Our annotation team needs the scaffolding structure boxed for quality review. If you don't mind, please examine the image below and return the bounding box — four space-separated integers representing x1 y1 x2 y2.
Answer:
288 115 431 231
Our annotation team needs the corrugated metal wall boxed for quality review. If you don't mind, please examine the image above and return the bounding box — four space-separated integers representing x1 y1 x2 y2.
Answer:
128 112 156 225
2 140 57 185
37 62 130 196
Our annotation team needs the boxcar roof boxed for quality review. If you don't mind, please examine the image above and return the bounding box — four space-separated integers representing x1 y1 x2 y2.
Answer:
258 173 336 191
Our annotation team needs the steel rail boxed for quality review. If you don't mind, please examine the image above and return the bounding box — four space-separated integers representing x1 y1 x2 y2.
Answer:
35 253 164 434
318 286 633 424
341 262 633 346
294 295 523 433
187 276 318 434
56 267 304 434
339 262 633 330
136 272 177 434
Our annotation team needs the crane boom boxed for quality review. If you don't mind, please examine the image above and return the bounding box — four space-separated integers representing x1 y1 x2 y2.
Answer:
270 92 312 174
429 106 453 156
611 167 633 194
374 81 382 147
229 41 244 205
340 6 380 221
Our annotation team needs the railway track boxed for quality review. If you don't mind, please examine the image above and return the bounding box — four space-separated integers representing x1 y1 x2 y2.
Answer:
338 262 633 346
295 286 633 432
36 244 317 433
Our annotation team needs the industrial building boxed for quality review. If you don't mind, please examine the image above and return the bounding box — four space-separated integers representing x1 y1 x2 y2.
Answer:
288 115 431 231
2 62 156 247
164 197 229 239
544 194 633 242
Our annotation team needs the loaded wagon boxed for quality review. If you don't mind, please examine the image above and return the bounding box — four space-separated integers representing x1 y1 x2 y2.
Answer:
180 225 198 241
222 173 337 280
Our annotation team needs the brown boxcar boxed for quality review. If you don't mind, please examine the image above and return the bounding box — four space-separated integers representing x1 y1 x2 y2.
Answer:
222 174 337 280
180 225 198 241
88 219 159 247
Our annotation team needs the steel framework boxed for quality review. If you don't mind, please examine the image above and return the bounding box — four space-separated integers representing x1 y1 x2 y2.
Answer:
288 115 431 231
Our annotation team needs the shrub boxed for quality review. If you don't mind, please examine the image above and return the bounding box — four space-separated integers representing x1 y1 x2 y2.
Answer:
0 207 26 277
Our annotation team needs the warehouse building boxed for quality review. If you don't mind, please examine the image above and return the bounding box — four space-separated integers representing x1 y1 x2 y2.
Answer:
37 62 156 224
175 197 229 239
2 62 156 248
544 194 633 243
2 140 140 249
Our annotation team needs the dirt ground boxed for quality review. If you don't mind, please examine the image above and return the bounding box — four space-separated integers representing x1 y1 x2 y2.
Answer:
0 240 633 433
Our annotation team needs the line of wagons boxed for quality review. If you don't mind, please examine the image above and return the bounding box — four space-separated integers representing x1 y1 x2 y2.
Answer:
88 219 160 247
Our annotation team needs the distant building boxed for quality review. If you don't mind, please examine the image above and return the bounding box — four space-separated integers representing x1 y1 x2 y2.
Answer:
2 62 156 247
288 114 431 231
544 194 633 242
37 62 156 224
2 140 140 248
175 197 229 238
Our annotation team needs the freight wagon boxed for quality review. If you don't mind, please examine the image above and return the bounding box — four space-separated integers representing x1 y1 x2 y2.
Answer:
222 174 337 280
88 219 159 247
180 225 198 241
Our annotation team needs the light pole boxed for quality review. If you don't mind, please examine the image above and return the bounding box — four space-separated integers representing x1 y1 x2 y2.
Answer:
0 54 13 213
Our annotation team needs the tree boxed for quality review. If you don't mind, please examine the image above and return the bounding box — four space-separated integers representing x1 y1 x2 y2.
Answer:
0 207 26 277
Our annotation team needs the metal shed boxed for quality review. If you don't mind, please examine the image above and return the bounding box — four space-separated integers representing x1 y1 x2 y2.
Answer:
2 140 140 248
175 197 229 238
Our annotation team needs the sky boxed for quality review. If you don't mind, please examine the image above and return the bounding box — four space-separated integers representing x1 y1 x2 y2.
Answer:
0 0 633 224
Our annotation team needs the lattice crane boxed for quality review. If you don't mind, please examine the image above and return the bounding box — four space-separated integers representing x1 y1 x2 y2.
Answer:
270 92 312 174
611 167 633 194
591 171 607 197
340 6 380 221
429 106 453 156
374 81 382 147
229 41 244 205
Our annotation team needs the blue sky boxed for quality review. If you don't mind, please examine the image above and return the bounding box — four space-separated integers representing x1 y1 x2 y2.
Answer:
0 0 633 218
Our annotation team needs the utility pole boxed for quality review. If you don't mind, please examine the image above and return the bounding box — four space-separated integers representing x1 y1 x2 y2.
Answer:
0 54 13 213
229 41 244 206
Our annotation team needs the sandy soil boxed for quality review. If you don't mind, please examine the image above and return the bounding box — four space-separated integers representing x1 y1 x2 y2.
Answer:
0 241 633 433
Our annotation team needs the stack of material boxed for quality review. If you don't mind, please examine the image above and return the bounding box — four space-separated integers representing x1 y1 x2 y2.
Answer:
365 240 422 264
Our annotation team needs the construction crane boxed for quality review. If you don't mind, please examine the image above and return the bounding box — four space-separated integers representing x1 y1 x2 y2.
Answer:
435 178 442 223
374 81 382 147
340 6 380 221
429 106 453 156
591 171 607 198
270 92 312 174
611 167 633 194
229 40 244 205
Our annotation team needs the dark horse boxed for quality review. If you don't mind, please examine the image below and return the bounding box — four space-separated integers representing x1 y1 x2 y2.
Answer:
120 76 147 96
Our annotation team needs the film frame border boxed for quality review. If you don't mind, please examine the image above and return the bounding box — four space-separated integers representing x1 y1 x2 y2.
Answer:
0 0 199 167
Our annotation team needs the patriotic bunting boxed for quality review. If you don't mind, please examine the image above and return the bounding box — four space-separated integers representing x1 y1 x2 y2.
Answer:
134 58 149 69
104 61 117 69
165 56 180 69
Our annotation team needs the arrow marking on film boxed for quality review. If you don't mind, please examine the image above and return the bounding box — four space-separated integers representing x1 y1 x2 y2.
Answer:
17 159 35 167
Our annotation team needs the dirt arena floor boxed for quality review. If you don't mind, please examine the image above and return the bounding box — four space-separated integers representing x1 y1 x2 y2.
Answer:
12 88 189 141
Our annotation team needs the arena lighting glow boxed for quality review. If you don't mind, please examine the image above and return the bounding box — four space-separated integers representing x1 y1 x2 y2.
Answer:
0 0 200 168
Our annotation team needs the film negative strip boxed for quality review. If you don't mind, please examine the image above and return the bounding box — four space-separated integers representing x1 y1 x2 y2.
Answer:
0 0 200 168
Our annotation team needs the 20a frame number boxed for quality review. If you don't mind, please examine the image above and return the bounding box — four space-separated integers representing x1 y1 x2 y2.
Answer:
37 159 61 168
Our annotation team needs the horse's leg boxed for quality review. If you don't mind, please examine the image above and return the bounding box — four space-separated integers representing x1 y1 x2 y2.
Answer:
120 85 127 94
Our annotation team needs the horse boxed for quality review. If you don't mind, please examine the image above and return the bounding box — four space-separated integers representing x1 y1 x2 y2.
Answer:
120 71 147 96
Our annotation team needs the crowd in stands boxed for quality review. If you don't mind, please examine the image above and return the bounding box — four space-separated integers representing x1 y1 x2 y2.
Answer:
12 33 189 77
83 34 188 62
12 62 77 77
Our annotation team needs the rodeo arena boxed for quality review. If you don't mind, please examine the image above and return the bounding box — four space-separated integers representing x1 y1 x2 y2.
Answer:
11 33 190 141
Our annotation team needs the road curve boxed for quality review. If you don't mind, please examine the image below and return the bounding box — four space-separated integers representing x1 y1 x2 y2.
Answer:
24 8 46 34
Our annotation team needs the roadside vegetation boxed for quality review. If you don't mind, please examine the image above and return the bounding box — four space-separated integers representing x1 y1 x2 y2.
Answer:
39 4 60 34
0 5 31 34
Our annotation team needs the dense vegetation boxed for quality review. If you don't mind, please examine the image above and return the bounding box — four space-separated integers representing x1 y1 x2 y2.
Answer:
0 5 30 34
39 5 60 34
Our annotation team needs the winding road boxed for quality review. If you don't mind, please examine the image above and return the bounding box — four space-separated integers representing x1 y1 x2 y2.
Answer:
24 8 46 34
◆ ◆ ◆ ◆
Description of the task: Pick out every line in the items above that contains the string "vegetation". Case counts, so a line matches only if the capitalization is the same.

Complete answer:
Our annotation team needs the roadside vegetation boxed for quality review. If you don't mind, please examine the image above and return the bounding box — four space-separated integers representing x1 y1 x2 y2.
Our annotation team needs the dense vegetation boxed for quality review. If you don't mind, please examine the image above and return the bounding box — four space-separated integers representing x1 y1 x2 y2.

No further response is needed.